── Passage to read ──

The Office of Government Commerce has published guidance on whether public procurement rules should apply to development agreements. The guidance makes it clear that the rules will apply to many development agreements involving public bodies. Although the guidance considers when development agreements will be caught by the rules, it does not indicate which procurement route should be used.
This guide considers the routes available for public procurement projects. For more information about the OGC guidance, please see our separate Out-Law guide.
It is important to decide whether you are dealing with a public works contract or a public works concession. Most development schemes involve the delivery of some public works. For this reason, development agreements may be categorised as public works contracts. However, it could be beneficial to consider whether a scheme can be categorised as a concession – although note this route did not receive endorsement in the Müller case. Although public works concessions must be brought to the attention of interested parties by being advertised in the Official Journal of the European Union (OJEU) in the same way as contracts, the tender process is less restrictive. This means the contracting authorities will have greater freedom to devise a process that suits their requirements.
Put simply, a public works concession is a form of public works contract under which the consideration given by the contracting authority consists of, or includes, the grant of a right to exploit the work to be carried out under the contract - for example, a toll bridge. It could be argued that a contracting authority is granting a public works concession where a developer constructs the scheme and sells it on to an investor or lets it while the contracting authority continues to own the land on which it was built.
Public works contracts
Contracting authorities must select one of the following procedures to procure a public works contract:
- the restricted procedure;
- the negotiated procedure;
- competitive dialogue.
All must be advertised in the OJEU and the contracting authority must follow a detailed set of rules until the contract is awarded.
The restricted procedure does not allow for negotiations with bidders, so it is suitable only for straightforward development agreements where the end product has been specified. Both the negotiated procedure and competitive dialogue can be used to negotiate complex contracts with bidders, but strict conditions must be followed. The key difference between them lies in when negotiations can take place.

───

▸ **Tasks to perform**
**1)** Answer these questions about the public procurement text.
(a) Which body published the guidance on whether public procurement rules should apply to development agreements?
(b) What example does the text give of a public works concession?
(c) Which procedure does not allow for negotiations with bidders?
**2)** Rewrite the public procurement text starting with "This guide considers" and going on through "separate Out-Law guide.", replacing "routes" with "options".
**3)** Go on with the text on public procurement routes from where it stops.

── Source information ──

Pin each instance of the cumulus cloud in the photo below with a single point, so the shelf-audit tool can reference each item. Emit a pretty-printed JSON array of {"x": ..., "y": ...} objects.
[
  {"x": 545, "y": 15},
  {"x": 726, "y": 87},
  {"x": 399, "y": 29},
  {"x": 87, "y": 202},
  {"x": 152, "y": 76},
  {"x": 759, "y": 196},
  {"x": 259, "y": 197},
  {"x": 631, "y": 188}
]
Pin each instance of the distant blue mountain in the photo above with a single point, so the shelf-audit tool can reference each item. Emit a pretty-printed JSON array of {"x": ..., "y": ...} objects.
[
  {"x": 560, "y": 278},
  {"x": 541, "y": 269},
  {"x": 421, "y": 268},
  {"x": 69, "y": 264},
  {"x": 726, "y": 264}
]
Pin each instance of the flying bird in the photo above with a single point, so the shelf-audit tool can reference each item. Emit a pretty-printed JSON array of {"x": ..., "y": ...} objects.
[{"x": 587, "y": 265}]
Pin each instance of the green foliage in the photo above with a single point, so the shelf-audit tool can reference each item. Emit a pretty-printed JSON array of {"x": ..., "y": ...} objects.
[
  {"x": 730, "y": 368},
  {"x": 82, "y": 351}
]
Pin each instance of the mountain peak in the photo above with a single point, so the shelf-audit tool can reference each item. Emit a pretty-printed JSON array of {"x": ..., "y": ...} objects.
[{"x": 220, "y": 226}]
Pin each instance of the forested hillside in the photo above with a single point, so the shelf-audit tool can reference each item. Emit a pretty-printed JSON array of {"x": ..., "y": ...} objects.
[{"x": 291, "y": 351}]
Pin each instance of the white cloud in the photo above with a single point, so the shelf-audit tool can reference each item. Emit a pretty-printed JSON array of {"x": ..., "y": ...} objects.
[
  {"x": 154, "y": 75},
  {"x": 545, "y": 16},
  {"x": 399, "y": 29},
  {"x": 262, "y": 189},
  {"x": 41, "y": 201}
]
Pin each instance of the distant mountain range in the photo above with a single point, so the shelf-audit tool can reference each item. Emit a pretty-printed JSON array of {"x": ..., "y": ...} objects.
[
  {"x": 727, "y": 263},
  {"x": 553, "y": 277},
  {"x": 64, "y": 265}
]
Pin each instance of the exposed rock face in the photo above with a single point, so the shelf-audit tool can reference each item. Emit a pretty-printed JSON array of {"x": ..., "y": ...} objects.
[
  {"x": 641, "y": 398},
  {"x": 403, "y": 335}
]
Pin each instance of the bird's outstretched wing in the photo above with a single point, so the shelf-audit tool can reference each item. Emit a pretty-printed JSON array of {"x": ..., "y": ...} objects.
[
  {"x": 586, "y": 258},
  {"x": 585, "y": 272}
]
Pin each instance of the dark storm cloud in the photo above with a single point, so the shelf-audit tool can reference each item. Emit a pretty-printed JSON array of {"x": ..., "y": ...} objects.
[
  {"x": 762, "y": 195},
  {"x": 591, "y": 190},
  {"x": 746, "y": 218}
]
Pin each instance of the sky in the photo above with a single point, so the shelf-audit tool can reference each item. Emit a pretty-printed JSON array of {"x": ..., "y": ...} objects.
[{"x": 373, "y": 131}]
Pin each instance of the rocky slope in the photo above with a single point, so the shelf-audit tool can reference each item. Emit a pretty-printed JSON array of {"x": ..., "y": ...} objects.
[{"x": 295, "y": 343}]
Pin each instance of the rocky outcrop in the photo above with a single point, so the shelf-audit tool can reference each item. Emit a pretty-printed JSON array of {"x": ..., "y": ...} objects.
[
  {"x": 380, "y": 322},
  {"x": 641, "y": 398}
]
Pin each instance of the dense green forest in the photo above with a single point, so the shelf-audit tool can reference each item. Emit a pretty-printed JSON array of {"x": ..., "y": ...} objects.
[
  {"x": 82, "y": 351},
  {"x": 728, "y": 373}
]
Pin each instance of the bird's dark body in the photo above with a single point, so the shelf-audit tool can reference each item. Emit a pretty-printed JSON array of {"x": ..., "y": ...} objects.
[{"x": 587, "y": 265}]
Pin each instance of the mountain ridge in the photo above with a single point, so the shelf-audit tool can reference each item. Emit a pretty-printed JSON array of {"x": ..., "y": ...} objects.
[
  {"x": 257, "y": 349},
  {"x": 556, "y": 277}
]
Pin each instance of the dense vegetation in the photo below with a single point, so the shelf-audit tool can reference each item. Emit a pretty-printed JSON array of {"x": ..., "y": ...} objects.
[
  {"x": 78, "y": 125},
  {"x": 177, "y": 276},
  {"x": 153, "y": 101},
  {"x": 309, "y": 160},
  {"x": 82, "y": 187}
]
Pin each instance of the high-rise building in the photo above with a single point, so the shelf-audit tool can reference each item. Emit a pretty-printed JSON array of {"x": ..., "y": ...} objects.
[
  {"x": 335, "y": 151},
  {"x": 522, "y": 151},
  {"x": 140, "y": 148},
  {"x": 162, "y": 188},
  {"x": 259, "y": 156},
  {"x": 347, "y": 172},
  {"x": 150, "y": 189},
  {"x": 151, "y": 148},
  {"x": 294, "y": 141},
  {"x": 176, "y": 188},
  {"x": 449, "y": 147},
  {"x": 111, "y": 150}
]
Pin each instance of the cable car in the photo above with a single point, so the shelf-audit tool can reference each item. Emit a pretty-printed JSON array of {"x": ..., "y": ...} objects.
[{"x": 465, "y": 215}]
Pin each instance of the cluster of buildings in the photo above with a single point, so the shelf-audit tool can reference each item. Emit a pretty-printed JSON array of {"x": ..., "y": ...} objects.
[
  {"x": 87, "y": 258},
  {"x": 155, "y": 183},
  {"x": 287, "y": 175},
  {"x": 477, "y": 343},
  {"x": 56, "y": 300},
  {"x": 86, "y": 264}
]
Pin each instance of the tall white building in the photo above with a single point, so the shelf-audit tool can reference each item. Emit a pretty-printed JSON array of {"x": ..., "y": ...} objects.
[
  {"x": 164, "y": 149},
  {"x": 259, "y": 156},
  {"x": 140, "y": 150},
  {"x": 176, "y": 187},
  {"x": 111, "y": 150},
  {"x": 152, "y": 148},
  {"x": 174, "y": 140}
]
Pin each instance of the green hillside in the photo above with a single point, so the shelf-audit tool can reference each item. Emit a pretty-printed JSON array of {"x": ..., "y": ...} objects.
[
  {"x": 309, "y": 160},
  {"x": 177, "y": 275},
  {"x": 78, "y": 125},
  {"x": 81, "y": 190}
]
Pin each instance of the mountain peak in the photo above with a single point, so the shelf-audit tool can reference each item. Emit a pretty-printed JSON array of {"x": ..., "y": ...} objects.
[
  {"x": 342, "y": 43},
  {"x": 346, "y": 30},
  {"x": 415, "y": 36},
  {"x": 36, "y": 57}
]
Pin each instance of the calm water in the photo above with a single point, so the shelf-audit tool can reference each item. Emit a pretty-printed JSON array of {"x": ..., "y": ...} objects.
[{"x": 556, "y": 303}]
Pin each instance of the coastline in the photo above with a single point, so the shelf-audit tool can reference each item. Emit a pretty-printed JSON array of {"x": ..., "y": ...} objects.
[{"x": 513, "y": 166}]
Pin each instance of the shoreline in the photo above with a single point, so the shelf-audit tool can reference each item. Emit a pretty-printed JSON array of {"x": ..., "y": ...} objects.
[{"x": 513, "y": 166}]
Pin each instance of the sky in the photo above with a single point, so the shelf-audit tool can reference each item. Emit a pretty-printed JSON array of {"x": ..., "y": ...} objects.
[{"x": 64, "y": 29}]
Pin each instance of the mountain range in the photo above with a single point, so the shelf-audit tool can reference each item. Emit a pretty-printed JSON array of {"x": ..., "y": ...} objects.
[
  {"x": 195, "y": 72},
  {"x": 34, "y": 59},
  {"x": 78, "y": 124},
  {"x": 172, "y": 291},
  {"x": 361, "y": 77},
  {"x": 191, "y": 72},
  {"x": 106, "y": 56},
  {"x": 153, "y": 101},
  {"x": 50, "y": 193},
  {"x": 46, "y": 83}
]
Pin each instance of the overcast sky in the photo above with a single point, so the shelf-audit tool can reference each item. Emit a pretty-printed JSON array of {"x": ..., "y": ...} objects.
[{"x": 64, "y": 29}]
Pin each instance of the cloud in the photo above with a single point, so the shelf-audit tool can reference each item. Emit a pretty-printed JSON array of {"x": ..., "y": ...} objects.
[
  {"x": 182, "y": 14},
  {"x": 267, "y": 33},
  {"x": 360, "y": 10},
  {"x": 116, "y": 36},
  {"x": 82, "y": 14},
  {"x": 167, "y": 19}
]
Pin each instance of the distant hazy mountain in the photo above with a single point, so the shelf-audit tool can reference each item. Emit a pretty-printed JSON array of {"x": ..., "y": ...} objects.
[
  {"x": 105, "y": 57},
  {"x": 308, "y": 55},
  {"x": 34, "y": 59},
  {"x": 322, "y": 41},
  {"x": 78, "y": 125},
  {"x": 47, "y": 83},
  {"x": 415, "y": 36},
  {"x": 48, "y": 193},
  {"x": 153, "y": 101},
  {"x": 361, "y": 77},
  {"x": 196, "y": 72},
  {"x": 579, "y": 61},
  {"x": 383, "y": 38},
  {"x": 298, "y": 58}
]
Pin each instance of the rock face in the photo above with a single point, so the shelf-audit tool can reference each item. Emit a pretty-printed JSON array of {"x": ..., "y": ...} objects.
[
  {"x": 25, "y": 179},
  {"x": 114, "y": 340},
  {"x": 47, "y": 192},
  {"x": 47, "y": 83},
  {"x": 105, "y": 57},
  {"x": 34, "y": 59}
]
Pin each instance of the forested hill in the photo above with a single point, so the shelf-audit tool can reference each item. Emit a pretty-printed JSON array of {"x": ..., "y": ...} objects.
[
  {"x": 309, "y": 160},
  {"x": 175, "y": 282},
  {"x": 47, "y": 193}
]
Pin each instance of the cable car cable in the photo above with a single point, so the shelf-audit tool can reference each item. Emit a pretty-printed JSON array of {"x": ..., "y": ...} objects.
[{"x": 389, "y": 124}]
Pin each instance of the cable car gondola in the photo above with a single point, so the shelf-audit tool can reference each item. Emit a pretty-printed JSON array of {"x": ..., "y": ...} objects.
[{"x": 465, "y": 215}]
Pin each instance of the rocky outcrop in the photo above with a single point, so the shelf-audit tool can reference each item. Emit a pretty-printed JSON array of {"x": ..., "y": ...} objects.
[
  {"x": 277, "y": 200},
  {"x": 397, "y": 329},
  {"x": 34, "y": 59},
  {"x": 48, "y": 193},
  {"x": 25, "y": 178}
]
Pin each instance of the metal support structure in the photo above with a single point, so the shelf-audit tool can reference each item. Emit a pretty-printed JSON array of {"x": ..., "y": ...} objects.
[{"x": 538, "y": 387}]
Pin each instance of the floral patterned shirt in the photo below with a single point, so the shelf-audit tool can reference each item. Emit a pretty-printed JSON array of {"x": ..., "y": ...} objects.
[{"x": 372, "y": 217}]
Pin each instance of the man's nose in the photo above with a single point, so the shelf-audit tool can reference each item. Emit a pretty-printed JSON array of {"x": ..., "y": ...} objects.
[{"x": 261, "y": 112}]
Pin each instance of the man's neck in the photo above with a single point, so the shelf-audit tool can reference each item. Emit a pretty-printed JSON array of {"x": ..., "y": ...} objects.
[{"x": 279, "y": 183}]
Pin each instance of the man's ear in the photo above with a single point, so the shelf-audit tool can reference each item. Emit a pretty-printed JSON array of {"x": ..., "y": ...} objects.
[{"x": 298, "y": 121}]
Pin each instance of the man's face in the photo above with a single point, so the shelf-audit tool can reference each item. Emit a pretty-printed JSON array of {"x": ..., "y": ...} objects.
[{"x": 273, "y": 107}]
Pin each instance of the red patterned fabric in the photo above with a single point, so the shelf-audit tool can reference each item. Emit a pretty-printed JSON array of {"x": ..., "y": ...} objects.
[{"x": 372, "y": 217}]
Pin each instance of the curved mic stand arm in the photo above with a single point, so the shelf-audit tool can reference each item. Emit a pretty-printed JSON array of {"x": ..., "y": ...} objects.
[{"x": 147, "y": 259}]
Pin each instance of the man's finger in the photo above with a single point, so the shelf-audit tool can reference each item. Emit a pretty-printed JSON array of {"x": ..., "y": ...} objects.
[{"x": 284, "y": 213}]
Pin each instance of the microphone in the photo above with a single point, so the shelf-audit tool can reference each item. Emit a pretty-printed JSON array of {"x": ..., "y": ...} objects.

───

▸ **Answers**
**1)**
(a) The Office of Government Commerce
(b) A toll bridge
(c) The restricted procedure

**2)**
This guide considers the options available for public procurement projects. For more information about the OGC guidance, please see our separate Out-Law guide.

**3)**
A negotiated tender procedure has no fixed requirement for a final tender, so contracting authorities can continue to negotiate under the project is completed. However, the public procurement rules state that this procedure should only be used in exceptional circumstances where competitive dialogue is not appropriate.
Competitive dialogue was introduced to reduce reliance on the negotiated tender procedure. It requires that negotiations take place before the developer submits its final tender. After the tender is submitted, clarification or fine-tuning will be permitted only where modifications are insubstantial and there is no risk of distorting competition or discriminating between bidders. In practice, this means that contracting authorities will expect all the key terms of a transaction to be settled – or, at the very least, for there to be clear mechanisms to settle any outstanding issues - before closing the dialogue.
Competitive dialogue is proving unpopular as developers dislike taking part in a lengthy and costly procedure with no certainty as to the outcome. The challenge for contracting authorities and developers alike is to work within the rules while streamlining the process to reduce costs and timescales.
Contracting authorities need to prepare extensively to make dialogue as streamlined and efficient as possible. They must also make it clear to potential bidders that they will retain control of the process, rather than being controlled by it. This will require site investigation and being able to provide the information developers will need to assess their potential costs and price their bids accordingly. Contracting authorities will also need to clarify which terms are non-negotiable. If all aspects of a transaction are negotiable, it will make the tender process unnecessarily complicated.
Competitive dialogue is often used to procure major public schemes - for example, hospitals and schools. Standardised documentation is available for such developments and bidders have become familiar with the process and with their obligations under it. Moreover, the end product is always easily recognisable since the project will result in a particular type of building for a public body. However developers continue to have problems with competitive dialogue as their schemes differ widely, and in many cases the public body will not be using or occupying the scheme.
On a positive note, competitive dialogue allows contracting authorities to negotiate with bidders to reach innovative solutions. It also promotes competition and can introduce an element of certainty with regard to timescales, which might otherwise run unchecked.
Future of competitive tendering
The Treasury has announced that it plans to review the use of competitive dialogue in the UK. It hopes to obtain a better understanding of how competitive dialogue is used, how well it works and how it compares with the negotiated procedure. The latter is more widely used in mainland Europe, reflecting a growing view that competitive dialogue may have been implemented more stringently in the UK - resulting in additional costs and delay.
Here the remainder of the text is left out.